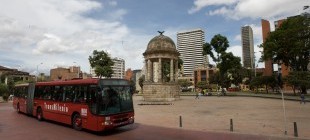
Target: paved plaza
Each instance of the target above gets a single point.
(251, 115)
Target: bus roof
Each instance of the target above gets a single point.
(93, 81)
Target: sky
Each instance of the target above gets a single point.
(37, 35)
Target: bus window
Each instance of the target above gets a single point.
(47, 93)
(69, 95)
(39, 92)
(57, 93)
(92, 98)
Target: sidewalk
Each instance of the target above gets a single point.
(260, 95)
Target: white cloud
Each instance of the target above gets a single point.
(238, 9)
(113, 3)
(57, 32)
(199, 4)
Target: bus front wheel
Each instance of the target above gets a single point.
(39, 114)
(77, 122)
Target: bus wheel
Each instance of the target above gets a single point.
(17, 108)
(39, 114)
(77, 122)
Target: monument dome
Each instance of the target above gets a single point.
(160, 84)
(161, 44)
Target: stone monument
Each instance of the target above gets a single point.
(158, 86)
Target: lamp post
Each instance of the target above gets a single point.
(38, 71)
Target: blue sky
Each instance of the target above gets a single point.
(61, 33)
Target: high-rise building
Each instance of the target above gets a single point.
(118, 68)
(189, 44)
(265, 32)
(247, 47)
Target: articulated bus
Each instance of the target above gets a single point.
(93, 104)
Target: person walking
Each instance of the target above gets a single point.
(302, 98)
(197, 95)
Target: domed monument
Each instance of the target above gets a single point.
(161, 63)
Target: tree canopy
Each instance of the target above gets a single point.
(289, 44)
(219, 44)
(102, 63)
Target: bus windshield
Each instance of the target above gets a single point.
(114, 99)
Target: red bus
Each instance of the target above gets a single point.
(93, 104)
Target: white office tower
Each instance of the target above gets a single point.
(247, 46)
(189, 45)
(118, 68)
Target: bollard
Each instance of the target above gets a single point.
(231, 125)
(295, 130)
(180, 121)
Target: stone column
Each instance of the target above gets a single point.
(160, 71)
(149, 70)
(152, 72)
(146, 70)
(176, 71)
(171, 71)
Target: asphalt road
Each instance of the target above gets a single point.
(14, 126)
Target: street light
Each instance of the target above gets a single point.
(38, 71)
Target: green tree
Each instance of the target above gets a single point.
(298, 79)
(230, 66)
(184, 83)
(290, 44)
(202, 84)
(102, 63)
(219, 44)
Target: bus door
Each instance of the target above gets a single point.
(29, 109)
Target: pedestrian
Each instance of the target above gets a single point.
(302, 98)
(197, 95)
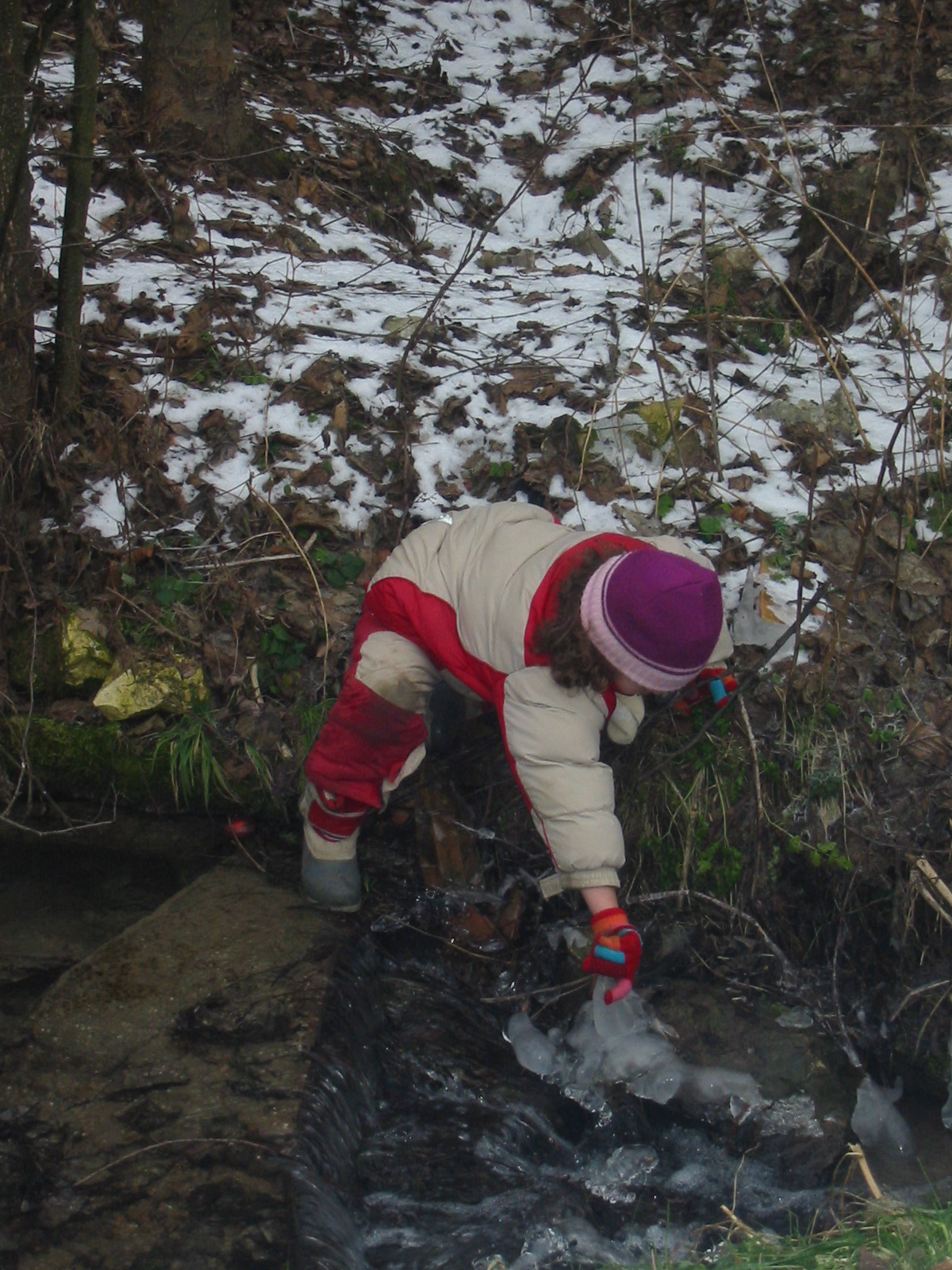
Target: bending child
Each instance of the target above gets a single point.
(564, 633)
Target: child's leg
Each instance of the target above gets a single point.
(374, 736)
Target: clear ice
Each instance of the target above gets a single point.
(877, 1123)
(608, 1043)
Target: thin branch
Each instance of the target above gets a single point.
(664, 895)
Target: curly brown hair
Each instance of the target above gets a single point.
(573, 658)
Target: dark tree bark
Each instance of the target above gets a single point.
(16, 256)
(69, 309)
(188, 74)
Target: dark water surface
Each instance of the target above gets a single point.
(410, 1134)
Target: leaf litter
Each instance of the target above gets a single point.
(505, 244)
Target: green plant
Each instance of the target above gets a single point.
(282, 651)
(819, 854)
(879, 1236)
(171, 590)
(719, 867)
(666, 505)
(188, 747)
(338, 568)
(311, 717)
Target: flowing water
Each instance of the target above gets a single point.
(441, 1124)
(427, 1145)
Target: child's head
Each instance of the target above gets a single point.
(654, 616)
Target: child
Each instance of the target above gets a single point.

WHAT TO DO: Would you give again, word for word, every line from the one with "Target: curly brown hair" through the final line of the listing above?

IN RESPONSE:
Target: curly brown hair
Each instance of the target above gets a single point.
(573, 658)
Target: dark tree bark
Each instance of the target above gets a single point.
(16, 256)
(69, 309)
(188, 74)
Target: dark water surface
Each instance of the target above gets a single point.
(410, 1134)
Target: leaf litter
Each instance of the target above gets a single point.
(505, 244)
Target: green plant
Each instance of the target above gets a single point.
(282, 651)
(819, 854)
(879, 1236)
(171, 590)
(719, 867)
(666, 505)
(188, 747)
(338, 568)
(311, 717)
Target: flowing water
Each instance of the target above gets a single point.
(441, 1124)
(427, 1145)
Target: child's head
Each instance of the target above gets a single point.
(654, 616)
Target: child
Each instance of the target above gets a single point.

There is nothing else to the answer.